■ AIM OF THE EXERCISE ■
Return, exactly and in full, the lines of the records below starting at the one with "Target: purple scrub trousers" and ending at the one with "x=69, y=535", and no other lines.

**** PROVIDED DATA ****

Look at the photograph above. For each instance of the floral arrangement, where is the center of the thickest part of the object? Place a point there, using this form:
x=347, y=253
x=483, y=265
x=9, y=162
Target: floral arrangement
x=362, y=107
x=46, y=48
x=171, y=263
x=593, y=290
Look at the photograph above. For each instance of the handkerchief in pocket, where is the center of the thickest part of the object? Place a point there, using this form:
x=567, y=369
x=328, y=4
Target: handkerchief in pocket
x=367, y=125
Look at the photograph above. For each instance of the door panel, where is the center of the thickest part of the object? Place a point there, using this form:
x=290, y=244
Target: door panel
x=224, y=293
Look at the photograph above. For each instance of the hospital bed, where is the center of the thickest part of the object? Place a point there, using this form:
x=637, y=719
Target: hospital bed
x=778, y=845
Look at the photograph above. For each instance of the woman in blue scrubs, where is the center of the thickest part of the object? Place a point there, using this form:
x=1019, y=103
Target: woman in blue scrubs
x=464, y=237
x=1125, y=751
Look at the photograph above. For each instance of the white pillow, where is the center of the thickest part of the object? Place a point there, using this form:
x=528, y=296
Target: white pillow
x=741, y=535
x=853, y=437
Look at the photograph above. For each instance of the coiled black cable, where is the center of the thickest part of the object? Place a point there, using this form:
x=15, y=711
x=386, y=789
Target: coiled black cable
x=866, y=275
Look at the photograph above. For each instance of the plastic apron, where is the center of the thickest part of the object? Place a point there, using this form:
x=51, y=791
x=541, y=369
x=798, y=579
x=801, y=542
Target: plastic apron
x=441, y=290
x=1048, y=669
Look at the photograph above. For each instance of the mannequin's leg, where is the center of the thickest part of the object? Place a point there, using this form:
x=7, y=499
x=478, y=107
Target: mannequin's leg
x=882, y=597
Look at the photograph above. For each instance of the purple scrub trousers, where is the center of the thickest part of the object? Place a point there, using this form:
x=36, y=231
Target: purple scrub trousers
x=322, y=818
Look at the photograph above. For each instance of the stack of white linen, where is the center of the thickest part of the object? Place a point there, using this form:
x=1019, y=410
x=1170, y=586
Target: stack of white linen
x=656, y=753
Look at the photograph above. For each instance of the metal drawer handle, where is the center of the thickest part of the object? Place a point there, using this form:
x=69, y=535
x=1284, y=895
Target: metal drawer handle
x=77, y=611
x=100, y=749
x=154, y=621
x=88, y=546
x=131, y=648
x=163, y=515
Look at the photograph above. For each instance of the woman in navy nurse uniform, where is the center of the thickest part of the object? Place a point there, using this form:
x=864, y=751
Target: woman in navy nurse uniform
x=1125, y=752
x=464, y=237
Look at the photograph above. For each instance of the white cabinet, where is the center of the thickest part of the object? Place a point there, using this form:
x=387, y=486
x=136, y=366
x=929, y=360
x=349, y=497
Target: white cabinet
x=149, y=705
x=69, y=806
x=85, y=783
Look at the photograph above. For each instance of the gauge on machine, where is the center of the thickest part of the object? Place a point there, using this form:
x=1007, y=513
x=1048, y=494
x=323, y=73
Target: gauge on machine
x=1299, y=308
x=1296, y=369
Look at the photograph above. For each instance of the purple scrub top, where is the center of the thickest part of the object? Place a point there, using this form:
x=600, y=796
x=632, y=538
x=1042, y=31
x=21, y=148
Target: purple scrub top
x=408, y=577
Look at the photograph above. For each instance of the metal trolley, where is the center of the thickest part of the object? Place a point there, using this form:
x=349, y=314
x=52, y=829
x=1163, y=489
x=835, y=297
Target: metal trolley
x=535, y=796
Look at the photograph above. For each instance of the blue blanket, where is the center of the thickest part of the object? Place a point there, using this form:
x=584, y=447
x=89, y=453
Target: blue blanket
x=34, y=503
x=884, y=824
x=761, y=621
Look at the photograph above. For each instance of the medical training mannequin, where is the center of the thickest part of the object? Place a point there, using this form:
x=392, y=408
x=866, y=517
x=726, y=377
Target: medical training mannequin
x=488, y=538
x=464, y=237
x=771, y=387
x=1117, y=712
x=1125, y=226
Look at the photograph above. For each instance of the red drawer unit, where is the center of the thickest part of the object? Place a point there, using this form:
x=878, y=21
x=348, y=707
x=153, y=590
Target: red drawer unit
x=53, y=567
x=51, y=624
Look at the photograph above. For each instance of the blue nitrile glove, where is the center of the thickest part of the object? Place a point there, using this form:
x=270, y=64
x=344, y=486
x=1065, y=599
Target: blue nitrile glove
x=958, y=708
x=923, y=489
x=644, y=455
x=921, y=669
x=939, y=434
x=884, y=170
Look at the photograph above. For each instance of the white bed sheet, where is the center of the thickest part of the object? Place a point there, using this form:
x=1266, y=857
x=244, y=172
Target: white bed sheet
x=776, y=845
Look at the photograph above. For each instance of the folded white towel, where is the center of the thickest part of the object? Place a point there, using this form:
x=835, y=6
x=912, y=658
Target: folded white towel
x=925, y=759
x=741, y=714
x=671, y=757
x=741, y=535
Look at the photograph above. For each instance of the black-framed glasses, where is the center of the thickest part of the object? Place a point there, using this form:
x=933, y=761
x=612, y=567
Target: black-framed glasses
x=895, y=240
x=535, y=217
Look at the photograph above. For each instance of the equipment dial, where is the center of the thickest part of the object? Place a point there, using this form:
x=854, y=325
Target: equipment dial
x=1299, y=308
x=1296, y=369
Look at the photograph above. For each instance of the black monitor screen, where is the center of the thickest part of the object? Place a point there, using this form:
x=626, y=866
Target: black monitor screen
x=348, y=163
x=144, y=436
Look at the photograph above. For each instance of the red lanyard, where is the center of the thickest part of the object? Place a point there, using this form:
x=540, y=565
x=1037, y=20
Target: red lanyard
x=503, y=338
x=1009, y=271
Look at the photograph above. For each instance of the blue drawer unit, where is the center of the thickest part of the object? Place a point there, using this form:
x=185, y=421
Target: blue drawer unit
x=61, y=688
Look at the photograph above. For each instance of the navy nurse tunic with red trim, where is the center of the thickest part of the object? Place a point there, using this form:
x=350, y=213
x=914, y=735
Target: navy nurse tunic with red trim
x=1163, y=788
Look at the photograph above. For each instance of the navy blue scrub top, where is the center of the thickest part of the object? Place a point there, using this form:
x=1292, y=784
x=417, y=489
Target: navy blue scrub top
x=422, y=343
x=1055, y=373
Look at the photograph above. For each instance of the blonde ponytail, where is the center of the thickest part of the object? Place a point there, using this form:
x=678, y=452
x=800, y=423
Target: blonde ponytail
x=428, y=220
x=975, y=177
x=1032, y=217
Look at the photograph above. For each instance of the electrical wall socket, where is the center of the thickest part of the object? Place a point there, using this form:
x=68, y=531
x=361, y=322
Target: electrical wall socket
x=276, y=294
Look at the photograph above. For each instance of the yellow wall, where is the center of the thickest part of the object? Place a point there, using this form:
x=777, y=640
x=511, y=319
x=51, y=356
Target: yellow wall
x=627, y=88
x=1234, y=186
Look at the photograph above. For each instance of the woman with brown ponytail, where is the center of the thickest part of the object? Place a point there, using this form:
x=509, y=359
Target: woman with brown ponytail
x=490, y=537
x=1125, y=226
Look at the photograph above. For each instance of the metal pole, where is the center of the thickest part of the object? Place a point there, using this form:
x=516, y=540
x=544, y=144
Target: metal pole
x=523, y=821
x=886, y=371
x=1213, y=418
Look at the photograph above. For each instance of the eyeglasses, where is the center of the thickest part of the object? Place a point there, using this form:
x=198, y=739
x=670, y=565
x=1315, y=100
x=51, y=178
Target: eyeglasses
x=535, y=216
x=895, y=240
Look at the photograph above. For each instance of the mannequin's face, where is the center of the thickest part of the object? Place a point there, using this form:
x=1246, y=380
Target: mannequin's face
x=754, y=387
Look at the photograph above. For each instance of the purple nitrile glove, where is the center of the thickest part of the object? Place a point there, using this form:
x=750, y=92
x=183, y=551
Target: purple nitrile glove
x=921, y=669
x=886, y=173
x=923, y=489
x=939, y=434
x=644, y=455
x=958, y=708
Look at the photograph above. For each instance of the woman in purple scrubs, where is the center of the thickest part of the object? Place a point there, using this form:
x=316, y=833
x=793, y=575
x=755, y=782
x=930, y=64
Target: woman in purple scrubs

****

■ ANSWER AREA ■
Target: purple scrub trousers
x=322, y=818
Look at the photograph above. For each instance of the stack of white linen, where is the center of the thickest part of the object? Place a point there, using this form:
x=1019, y=410
x=1170, y=586
Target: stack of white linen
x=656, y=753
Look at the photograph above. For each instance of the metal drawer handle, where is the center of the thickest part of the object? Place a point there, using this form:
x=69, y=535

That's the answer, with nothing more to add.